::: Exercise material :::

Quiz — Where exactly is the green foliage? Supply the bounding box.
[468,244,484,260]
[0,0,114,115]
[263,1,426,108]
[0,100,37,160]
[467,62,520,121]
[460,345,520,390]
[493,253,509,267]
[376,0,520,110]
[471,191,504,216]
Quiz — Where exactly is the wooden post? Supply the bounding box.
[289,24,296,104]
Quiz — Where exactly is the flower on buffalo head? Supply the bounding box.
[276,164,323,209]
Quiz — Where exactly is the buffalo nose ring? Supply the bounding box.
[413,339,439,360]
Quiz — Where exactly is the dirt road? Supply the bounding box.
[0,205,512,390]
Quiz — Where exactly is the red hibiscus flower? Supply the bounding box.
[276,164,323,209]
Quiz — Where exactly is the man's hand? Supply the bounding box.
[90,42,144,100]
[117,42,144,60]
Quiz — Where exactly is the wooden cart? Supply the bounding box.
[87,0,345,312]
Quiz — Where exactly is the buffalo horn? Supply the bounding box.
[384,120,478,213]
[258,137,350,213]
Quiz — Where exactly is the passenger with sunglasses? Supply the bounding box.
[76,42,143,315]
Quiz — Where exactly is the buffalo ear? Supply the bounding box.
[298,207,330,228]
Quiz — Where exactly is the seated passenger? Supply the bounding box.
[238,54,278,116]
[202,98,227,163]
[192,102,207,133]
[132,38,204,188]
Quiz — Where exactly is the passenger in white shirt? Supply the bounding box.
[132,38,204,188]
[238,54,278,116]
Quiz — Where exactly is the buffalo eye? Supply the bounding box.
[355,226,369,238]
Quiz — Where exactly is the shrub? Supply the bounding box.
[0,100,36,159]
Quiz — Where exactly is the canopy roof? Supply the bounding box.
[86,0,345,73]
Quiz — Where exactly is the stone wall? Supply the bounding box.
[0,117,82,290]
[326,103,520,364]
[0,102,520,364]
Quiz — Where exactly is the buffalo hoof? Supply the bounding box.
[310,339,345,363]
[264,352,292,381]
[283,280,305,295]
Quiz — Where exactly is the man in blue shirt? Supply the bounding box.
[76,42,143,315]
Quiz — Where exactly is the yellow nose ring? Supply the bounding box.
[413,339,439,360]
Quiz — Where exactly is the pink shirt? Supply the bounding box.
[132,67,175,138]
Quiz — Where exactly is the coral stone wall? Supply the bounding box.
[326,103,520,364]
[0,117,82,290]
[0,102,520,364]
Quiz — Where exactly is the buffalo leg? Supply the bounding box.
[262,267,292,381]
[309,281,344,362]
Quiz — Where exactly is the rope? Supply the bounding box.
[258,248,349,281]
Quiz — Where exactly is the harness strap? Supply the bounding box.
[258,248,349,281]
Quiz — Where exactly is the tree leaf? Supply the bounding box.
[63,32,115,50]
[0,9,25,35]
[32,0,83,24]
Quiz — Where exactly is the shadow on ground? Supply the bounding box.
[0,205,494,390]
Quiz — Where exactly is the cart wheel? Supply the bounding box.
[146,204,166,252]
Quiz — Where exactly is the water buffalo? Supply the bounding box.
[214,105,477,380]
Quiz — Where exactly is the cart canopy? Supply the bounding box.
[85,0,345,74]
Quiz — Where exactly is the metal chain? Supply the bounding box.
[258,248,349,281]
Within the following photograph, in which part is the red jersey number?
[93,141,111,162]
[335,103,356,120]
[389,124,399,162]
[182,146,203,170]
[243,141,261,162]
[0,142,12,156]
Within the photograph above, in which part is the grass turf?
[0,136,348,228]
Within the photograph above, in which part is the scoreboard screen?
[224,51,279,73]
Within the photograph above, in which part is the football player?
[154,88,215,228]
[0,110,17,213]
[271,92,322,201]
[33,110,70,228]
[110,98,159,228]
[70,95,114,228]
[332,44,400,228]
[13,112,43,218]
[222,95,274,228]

:::

» Exercise directions: Select every line of the data above that contains the string "nose", matching case exactly.

» Exercise output:
Quiz — Where exactly is the buffalo nose ring? Supply the bounding box.
Quiz — Where exactly is the yellow nose ring? Supply the bounding box.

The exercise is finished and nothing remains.